━━ PASSAGE ━━

The Project for Privacy and Surveillance Accountability today announced the filing of an appeal before the U.S. Court of Appeals for the D.C. Circuit, challenging the refusal of six government agencies to respond to Freedom of Information Act (FOIA) requests seeking information on the surveillance of campaign and transition officials in the 2016 election.
“We ask the court to understand that judicial doctrine is being distorted into a cover-up of alarming misbehavior by the U.S. intelligence community,” said Gene Schaerr, general counsel of PPSA. “Americans deserve to know if our government has used its sweeping surveillance authority under the Foreign Intelligence Surveillance Act (FISA) as a political weapon wielded against the campaign and presidential transition team of an opposing party.
“However you feel about the candidate in question, Donald Trump, what was done to him in 2016 can be done by an administration of either party in a future election,” Schaerr said.
The genesis of the issue was the surveillance of Trump campaign aide Carter Page, which Department of Justice Inspector General Michael Horowitz later investigated and found 17 “significant errors” and omissions in filings before the FISA Court. An FBI attorney was later convicted of introducing falsified evidence before the Foreign Intelligence Surveillance Court in that case. It later came to light that Obama Administration UN Ambassador Samantha Power, a political appointee and not an intelligence official, “unmasked” the identities of American citizens incidentally caught up in warrantless foreign surveillance more than 260 times. Over a 12-month period between 2015 and 2016 the Obama Administration unmasked 9,217 persons. Nor did this practice end with the election of Donald Trump, whose administration saw 16,721 unmaskings in 2018.

━━━

WHAT THE TASK REQUIRES
Reproduce the passage on the FOIA surveillance appeal in full, word for word. Use nothing beyond the text above.

━━ EXTRACTED DATA ━━

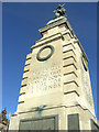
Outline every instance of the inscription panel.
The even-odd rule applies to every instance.
[[[57,130],[57,117],[21,120],[19,130]]]
[[[61,67],[52,67],[51,69],[44,69],[42,72],[32,72],[32,80],[28,84],[26,94],[38,95],[44,92],[51,92],[52,89],[58,88],[61,90],[62,87],[62,69]],[[38,75],[38,76],[36,76]]]

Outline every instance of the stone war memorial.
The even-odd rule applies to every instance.
[[[58,4],[26,55],[9,130],[99,130],[88,58],[65,12]]]

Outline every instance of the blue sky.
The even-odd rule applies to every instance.
[[[61,3],[61,2],[59,2]],[[26,55],[54,18],[57,2],[8,2],[2,7],[2,109],[16,111]],[[97,114],[97,3],[67,2],[67,19],[88,58]],[[1,110],[0,110],[1,111]],[[99,119],[99,117],[98,117]]]

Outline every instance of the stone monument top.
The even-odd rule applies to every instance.
[[[57,8],[55,9],[55,11],[53,11],[55,13],[55,18],[54,19],[57,19],[59,16],[66,16],[65,12],[66,12],[66,9],[63,8],[63,6],[58,4]]]

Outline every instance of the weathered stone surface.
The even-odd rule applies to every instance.
[[[40,32],[43,37],[26,56],[19,105],[16,113],[11,117],[10,130],[19,130],[21,120],[50,116],[58,117],[55,121],[58,130],[68,130],[68,114],[79,116],[80,130],[90,130],[90,120],[96,123],[97,120],[82,54],[87,62],[88,58],[79,41],[67,19],[46,25]],[[54,48],[52,55],[48,45]],[[40,61],[37,55],[43,59]]]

━━━

SOLUTION TO THE EXERCISE
The Project for Privacy and Surveillance Accountability today announced the filing of an appeal before the U.S. Court of Appeals for the D.C. Circuit, challenging the refusal of six government agencies to respond to Freedom of Information Act (FOIA) requests seeking information on the surveillance of campaign and transition officials in the 2016 election.
“We ask the court to understand that judicial doctrine is being distorted into a cover-up of alarming misbehavior by the U.S. intelligence community,” said Gene Schaerr, general counsel of PPSA. “Americans deserve to know if our government has used its sweeping surveillance authority under the Foreign Intelligence Surveillance Act (FISA) as a political weapon wielded against the campaign and presidential transition team of an opposing party.
“However you feel about the candidate in question, Donald Trump, what was done to him in 2016 can be done by an administration of either party in a future election,” Schaerr said.
The genesis of the issue was the surveillance of Trump campaign aide Carter Page, which Department of Justice Inspector General Michael Horowitz later investigated and found 17 “significant errors” and omissions in filings before the FISA Court. An FBI attorney was later convicted of introducing falsified evidence before the Foreign Intelligence Surveillance Court in that case. It later came to light that Obama Administration UN Ambassador Samantha Power, a political appointee and not an intelligence official, “unmasked” the identities of American citizens incidentally caught up in warrantless foreign surveillance more than 260 times. Over a 12-month period between 2015 and 2016 the Obama Administration unmasked 9,217 persons. Nor did this practice end with the election of Donald Trump, whose administration saw 16,721 unmaskings in 2018.